**TEXT BLOCK**:
• • •
# Introduction to Big Data analysis with Spark

## What is Big Data?

There is no single definition of Big Data since it is used quite differently.

The 3 V's of Big Data:
* Volume: Size of the data
* Variety: Different sources and formats
* Velocity: Speed of the data

Some of the concepts of Big Data

Clustered computing: Pooling resources of multiple macgines to complete jobs.

    Parallel computing: Simultaneous computation.
    Distributed computing: Nodes or networked computers that run jobs in parallel.
    Batch precessing: Breaking data into smaller pieces and running each piece on an individual machine.
    Real-time processing: Immediate processing of data.

There are two popular frameworks for big data processing.

    Hadoop/MapReduce: It is open source and scalable framework for batch data.
    Apache Spark: Parallel framework for storing and processing of big data across clustered computers. It is open source and is suited for both batch and  real-time data processing. 

Spark distribute data and computation across multiple computers. Runs most computations in memory and provides better performance for applications like interactive data mining. 

Spark can be run on two modes:

    Local mode: Single machine (laptop). It is very convenient for testing, debugging and demonstration purposes.
    Cluster mode: Spark is run on a cluster. Set of pre-defined machines. It is good for production.

## PySpark: Spark with Python

PySpark helps data scientists interface with Spark data structures in Apache Spark and python. In order to interact with Spark using PySpark shell, you need an entry point. SparkContext is an entry point to interact with underlying Spark functionality. An entry point is a way of connecting to Spark cluster.

You can load data into PySpark using SparkContext by two different methods. SparkContext's parallilize method on a list. Or SparkContext's textFile method on a file.

In [8]:
from pyspark import SparkContext
sc = SparkContext("local", "pyspark-shell")

### Understanding SparkContext

In [11]:
print("The version of Spark Context in the PySpark shell is", sc.version)
print()
print("The Python version of Spark Context in the PySpark shell is", sc.pythonVer)
print()
print("The master of Spark Context in the PySpark shell is", sc.master)
• • •
**SOURCE MATERIAL**:
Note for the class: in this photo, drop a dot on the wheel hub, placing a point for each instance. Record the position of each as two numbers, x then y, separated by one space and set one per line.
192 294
• • •
**YOUR TASK**: Do these statements agree with the Spark introduction? For each, answer yes or no and quote the deciding words. 1. Spark runs most computations in memory. 2. Local mode is recommended for production. 3. SparkContext is an entry point for interacting with Spark functionality. The data plays no part in this exercise.

**FULL SOLUTION**:
1. Yes: "Runs most computations in memory"
2. No: "It is very convenient for testing, debugging and demonstration purposes." Cluster mode is the one described with "It is good for production."
3. Yes: "SparkContext is an entry point to interact with underlying Spark functionality."